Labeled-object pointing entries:

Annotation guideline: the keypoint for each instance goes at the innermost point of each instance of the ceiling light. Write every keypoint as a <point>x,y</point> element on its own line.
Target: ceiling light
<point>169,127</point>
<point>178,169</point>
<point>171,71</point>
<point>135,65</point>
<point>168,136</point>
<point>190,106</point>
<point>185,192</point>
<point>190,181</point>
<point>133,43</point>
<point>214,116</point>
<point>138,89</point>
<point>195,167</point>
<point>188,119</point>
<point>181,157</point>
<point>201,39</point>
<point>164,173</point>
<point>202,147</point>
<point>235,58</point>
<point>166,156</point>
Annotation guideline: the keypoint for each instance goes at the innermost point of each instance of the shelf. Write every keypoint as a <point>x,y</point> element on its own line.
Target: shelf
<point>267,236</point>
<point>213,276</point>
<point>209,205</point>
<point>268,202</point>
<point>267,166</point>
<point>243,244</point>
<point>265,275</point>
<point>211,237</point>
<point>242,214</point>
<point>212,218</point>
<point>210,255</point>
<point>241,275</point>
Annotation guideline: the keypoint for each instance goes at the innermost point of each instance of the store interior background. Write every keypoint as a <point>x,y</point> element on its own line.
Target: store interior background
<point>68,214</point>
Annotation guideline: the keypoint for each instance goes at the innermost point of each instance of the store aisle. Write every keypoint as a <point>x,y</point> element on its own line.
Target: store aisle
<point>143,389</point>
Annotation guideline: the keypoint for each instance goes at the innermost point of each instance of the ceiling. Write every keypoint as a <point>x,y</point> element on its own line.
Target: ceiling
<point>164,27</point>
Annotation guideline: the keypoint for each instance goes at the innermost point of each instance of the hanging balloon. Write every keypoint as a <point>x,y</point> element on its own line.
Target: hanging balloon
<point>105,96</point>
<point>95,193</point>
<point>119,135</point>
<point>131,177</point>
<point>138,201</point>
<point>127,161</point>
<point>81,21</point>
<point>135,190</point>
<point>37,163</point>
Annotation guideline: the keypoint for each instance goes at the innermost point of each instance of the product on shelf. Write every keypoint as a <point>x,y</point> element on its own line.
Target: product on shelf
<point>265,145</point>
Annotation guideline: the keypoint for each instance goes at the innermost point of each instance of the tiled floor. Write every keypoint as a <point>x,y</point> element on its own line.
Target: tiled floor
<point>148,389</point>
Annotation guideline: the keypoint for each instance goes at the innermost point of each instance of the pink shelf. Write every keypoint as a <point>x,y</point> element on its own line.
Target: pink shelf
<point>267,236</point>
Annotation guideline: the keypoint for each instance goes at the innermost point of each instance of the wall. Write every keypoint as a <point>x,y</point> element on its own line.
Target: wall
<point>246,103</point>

◆ **TASK INSTRUCTIONS**
Write the entries above as a two-column CSV with the header input,output. Give one row per entry, with its wording in input and its answer in output, each as a single quoted field with line breaks replaced by spaces.

◆ **EXPECTED OUTPUT**
input,output
"Annotation guideline: the keypoint for each instance goes at the innermost point of each instance of the ceiling light. Write every keypoint as a <point>x,y</point> element on its own line. Target: ceiling light","<point>169,127</point> <point>178,169</point> <point>171,71</point> <point>135,65</point> <point>168,136</point> <point>190,106</point> <point>185,192</point> <point>190,181</point> <point>133,43</point> <point>214,116</point> <point>138,89</point> <point>195,167</point> <point>188,119</point> <point>181,157</point> <point>201,39</point> <point>164,173</point> <point>202,147</point> <point>235,58</point> <point>166,156</point>"
"Annotation guideline: the keypoint for each instance goes at the innermost point of each instance of the shelf. Write every keypoint as a <point>x,y</point> element on its own line. Target: shelf","<point>267,236</point> <point>213,276</point> <point>209,205</point> <point>268,202</point> <point>267,166</point> <point>243,244</point> <point>265,275</point> <point>211,237</point> <point>242,214</point> <point>212,218</point> <point>210,255</point> <point>241,275</point>"
"Annotation guideline: the keypoint for each instance goes at the innermost point of each instance of the store interior background. Write every keypoint as a <point>x,y</point> element on its own line. Target: store interior background","<point>68,214</point>"
"Annotation guideline: the keypoint for each instance goes at the innermost point of each instance of the store aisle. Write every keypoint as a <point>x,y</point> element on its own line. Target: store aisle","<point>143,389</point>"
"Annotation guideline: the keypoint for each instance goes at the innermost point of each instance of the ceiling. Write every keypoint as a <point>x,y</point> element on its own line. Target: ceiling","<point>164,27</point>"
"Annotation guideline: the keypoint for each instance goes at the innermost point of each instance of the hanging balloon. Write every keypoint as a <point>x,y</point> element on its own line. Target: hanging balloon","<point>105,96</point> <point>95,193</point> <point>119,135</point> <point>131,177</point> <point>138,201</point> <point>127,161</point> <point>81,21</point> <point>135,190</point> <point>37,163</point>"
"Annotation guideline: the keypoint for each instance goes at the innermost point of each instance of the product on shelf. Write every keypoint as a <point>x,y</point> element on its own line. Target: product on shelf","<point>265,145</point>"
"Annotation guideline: the keypoint for each instance goes at the innermost point of each instance of the tiled floor. Write every keypoint as a <point>x,y</point> element on its own line. Target: tiled floor","<point>148,389</point>"
"Annotation guideline: the keypoint for each instance goes at the innermost point of each instance of the pink shelf. Write every keypoint as a <point>x,y</point> element on its own line. Target: pink shelf","<point>267,236</point>"
"Annotation guideline: the keypoint for each instance goes at the innermost point of each instance of the wall. Write every keypoint as a <point>x,y</point> element on its own line. Target: wall","<point>246,103</point>"